DOCUMENT SEGMENT:
Who Decides There Is No Time? Reframing the Improvement Time Problem
- Eric Olsen
- Mar 31
- 3 min read
This is Part 2 of a four-part series documenting practitioner conversations from the Future of People at Work Lean Coffee session at the LEI Lean Summit in Houston, March 13, 2026. Each post focuses on one of the four cross-initiative themes the community explored: succession planning, time poverty, organizational silos, and AI integration.
At the LEI Lean Summit in Houston, the time poverty breakout table generated 19 sticky notes and one of the most energetic conversations of the session. Practitioners from healthcare, retail, and medical equipment gathered around a question most of us have heard a hundred times: “We don’t have time for improvement.”

But two questions from the sticky notes reframed the entire discussion. First: “Who decides there is no time?” That shifts scarcity from a condition to a decision. Second: “Is it time poverty or thinking fatigue?” Maybe some of what we call “no time” is really avoidance of the hard cognitive work that improvement requires.
Making Time Non-Negotiable
A healthcare improvement leader described requiring one hour per week with specific roles in the room, tied directly to results the executive team cares about. The framing was straightforward: “For me to achieve these results, I need these people in a room for an hour every week.” It worked because the time was connected to measurable outcomes, not framed as an abstract investment. A retail practitioner described the parallel challenge—customers waiting when the store opens, no natural pause in the day—and the group explored whether closing the store periodically for improvement might signal leadership commitment more powerfully than any memo.
The group also surfaced a second-order problem we don’t hear about enough: one team had actually succeeded in freeing up time through a lean effort, but hadn’t planned what to do with it. “We opened up time. And then what?” Creating capacity without a plan to fill it with improvement work is its own kind of waste.
Other strategies included longer, less frequent deep dives to set strategic direction; maximizing existing meetings by auditing their value (one participant had 30 attendees rate meetings 1–5—nearly all said one); and invoking Steven Spear’s concept of breaking the organizational tempo. The sticky notes also named the “technology trap”: we are busier than ever despite having more technology. Perhaps technology is not giving us time—it’s filling it.

EXCERPTED RECORDS:

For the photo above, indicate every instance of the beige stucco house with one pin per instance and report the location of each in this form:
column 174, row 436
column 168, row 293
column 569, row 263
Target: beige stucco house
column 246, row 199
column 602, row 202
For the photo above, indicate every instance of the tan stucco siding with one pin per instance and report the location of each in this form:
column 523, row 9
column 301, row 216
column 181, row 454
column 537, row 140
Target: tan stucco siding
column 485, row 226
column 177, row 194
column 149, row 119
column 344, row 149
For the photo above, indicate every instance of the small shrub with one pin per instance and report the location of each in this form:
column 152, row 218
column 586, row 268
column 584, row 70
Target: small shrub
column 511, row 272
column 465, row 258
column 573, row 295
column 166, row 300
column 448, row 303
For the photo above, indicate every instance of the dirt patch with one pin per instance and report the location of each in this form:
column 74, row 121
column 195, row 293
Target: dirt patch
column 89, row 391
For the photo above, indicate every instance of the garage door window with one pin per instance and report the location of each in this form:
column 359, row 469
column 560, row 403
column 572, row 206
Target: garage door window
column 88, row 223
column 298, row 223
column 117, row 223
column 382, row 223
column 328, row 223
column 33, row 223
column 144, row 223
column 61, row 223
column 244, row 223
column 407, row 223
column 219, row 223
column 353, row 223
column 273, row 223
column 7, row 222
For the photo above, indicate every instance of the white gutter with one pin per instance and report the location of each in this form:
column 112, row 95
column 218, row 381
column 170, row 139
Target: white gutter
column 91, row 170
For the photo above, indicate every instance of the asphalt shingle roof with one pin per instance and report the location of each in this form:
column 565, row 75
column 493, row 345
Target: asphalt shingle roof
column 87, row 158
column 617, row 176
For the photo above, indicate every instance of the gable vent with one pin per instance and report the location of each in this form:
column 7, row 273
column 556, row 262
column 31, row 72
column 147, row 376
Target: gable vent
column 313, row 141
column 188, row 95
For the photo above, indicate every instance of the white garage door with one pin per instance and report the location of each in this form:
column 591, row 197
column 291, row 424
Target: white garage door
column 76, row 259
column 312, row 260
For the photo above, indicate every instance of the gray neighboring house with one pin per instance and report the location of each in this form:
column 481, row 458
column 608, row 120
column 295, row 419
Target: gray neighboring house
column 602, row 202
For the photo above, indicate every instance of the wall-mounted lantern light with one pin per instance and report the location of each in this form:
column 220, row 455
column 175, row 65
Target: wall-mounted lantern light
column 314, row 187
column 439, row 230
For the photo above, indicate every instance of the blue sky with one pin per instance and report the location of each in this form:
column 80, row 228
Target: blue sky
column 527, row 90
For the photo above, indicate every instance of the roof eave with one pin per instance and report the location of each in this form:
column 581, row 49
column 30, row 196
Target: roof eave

==

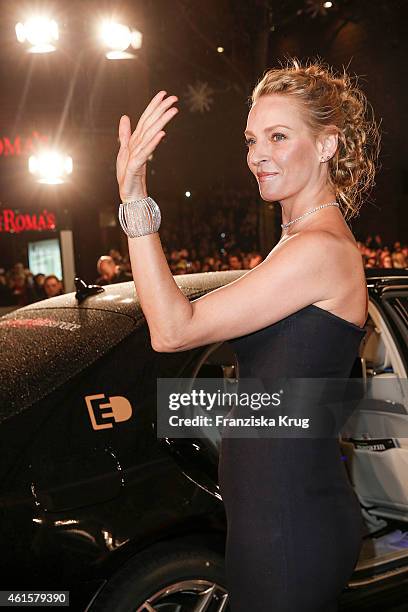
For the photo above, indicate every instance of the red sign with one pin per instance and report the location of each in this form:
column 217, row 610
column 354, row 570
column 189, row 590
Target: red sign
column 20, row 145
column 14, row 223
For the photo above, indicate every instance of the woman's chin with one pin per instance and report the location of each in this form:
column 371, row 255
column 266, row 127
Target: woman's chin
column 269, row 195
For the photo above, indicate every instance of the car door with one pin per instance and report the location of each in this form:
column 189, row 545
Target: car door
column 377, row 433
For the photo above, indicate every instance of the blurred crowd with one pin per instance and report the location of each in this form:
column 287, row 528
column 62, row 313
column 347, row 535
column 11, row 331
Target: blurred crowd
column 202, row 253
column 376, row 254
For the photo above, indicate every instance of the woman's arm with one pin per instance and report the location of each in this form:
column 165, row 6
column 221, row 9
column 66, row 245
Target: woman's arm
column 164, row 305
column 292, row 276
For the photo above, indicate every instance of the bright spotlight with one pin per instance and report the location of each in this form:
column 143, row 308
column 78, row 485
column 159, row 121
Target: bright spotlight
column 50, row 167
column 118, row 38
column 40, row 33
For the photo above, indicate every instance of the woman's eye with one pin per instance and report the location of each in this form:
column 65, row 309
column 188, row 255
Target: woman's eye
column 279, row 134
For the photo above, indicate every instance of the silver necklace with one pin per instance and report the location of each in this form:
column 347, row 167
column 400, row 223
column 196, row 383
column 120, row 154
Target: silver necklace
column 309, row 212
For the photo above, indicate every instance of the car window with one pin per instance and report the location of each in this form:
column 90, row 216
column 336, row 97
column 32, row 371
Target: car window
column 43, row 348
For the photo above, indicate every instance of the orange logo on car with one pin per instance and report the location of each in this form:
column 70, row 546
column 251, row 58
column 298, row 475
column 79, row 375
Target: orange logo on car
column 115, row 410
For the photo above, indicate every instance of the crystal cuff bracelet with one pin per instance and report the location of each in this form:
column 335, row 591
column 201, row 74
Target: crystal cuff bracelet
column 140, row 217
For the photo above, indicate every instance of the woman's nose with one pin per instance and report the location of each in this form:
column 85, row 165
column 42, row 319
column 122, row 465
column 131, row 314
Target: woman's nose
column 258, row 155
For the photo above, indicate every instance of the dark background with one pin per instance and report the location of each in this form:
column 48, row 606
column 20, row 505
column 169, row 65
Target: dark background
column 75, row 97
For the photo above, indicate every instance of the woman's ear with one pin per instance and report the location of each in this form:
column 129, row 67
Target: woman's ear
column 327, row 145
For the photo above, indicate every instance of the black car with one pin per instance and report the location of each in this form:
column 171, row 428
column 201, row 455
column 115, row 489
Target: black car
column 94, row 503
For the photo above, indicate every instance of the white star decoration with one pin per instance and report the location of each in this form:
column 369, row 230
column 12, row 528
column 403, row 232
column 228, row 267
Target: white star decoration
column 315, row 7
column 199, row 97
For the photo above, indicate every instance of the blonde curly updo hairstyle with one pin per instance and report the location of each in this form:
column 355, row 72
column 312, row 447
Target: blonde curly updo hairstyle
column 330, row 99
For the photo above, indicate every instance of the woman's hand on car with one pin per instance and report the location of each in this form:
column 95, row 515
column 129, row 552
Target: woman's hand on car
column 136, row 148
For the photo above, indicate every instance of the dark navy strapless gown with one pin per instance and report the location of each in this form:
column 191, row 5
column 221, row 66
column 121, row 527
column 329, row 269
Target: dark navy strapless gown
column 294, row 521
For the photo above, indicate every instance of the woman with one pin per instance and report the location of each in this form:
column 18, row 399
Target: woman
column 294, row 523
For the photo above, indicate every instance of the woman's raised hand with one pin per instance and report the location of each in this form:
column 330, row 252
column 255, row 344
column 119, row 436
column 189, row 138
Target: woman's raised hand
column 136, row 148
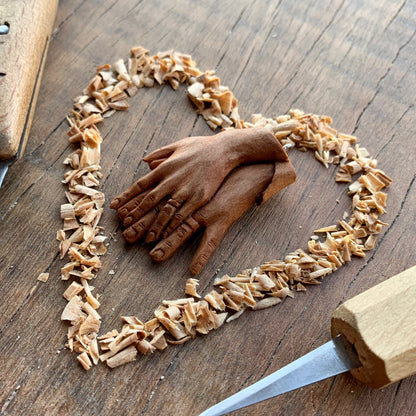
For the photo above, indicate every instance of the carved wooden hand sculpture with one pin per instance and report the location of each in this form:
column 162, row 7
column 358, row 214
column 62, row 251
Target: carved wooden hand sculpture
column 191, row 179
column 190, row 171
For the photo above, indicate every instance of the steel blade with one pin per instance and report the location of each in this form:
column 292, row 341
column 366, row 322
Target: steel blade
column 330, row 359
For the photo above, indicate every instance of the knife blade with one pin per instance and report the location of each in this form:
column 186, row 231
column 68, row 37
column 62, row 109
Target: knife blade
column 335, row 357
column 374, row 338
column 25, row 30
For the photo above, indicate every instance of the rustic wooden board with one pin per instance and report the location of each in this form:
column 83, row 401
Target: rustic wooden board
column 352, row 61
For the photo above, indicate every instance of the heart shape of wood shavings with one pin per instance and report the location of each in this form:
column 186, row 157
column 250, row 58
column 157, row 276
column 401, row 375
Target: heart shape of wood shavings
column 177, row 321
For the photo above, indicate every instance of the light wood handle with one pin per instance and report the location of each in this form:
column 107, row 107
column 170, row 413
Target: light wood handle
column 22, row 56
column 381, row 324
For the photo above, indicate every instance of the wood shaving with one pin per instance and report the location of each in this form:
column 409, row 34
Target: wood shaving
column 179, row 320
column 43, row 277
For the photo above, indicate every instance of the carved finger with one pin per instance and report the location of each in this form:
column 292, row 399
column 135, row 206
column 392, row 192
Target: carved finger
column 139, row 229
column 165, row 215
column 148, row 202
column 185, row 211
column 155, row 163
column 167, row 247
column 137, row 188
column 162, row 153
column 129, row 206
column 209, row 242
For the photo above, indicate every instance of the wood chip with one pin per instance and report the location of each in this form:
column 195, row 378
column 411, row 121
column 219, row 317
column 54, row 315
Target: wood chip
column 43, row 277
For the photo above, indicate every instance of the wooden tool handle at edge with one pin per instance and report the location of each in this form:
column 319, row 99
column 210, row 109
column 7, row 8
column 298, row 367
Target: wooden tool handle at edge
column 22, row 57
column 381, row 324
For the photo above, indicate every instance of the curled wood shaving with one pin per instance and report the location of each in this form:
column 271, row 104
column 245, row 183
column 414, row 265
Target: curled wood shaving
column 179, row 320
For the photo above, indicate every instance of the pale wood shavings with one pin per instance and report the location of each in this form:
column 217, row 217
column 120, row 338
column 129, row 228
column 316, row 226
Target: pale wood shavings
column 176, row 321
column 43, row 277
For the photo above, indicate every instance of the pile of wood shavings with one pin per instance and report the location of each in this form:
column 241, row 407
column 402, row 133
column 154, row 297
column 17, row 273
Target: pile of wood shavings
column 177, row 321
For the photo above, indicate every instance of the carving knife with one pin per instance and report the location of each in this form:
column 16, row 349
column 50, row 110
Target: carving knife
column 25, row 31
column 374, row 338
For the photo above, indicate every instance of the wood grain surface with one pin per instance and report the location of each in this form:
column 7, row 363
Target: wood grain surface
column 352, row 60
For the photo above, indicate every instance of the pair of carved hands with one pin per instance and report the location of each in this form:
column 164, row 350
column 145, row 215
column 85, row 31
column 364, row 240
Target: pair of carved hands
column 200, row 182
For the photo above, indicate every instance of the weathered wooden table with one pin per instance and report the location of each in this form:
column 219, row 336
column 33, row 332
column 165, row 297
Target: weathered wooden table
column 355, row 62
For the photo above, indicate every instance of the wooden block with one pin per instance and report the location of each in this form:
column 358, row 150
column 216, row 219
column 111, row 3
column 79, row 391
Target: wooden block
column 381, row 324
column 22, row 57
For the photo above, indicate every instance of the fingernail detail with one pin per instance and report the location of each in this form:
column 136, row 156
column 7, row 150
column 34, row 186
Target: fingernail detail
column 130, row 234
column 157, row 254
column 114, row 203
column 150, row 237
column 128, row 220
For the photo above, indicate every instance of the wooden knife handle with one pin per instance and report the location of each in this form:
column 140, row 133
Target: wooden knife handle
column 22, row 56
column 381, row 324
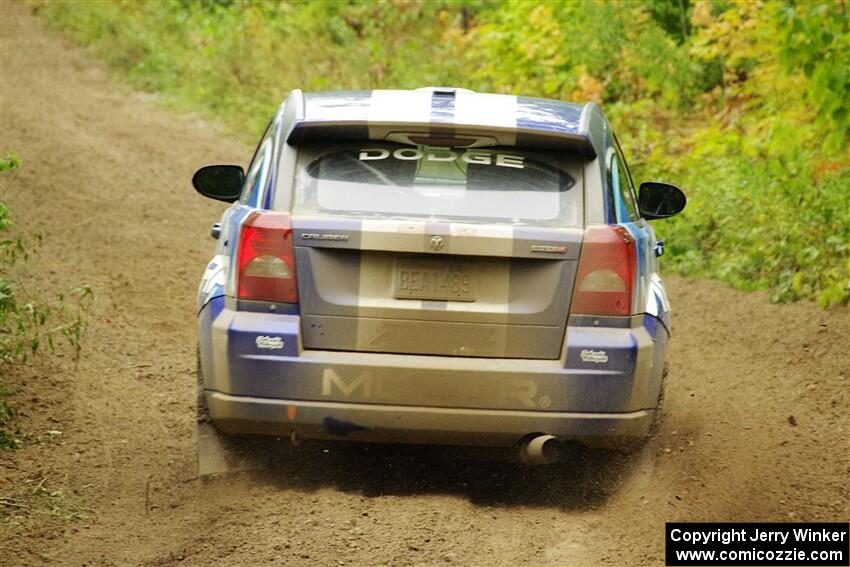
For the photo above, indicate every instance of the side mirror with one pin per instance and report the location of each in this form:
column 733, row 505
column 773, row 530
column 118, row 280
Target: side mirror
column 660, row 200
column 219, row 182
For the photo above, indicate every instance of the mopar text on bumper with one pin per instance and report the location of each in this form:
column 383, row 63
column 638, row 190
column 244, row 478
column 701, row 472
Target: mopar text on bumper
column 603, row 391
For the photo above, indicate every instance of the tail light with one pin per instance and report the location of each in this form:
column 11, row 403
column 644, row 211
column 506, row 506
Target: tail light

TASK ITEM: Pick up the post on the improvement time problem after its last sentence and keep writing it. The listing is unrelated and should be ignored.

TASK OUTPUT:
Knowledge Map: Connecting to Your Context
Process Keywords: Protected improvement time, meeting audit, organizational tempo, time-as-decision, cognitive load management, deep-dive planning, virtual collaboration tools, PDSA cycles
Context Keywords: Calendar overload, leadership sponsorship gaps, busyness culture, thinking fatigue, initiative overload, short-term thinking, operational pull, retail/healthcare scheduling constraints
Application Triggers:
Hearing “no time for improvement” → Ask “Who decides there is no time?”
Meetings consuming leader time without value → Meeting audit exercise with post-it rating
Freed up time but no plan for it → Pre-plan improvement capacity before creating it
Technology adding busyness rather than time → “Technology trap” diagnosis and Steven Spear’s tempo concept
Related Continual Improvement Themes: Systems thinking, scientific thinking, leadership commitment, organizational learning, respect for people, standard work, flow disruption and overburden (muri)
This post was developed from practitioner conversations at the LEI Lean Summit Lean Coffee session (March 13, 2026), with voice memo contributions from Naomi Viloria, Zoom breakout recording from Sally Gatlin, and synthesized with Claude.AI assistance. Editorial contributions by Eric Olsen, Rachel Reuter, Colleen Soppelsa, an.d Dave Ostreicher It represents ongoing work by the Future of People at Work initiative, a collaboration of Catalysis, Central Coast Lean, GBMP Consulting Group, Imagining Excellence, Lean Enterprise Institute, Shingo Institute, The Ohio State University Center for Operational Excellence, Toyota Production System Support Center (TSSC), and University of Kentucky Pigman College of Engineering.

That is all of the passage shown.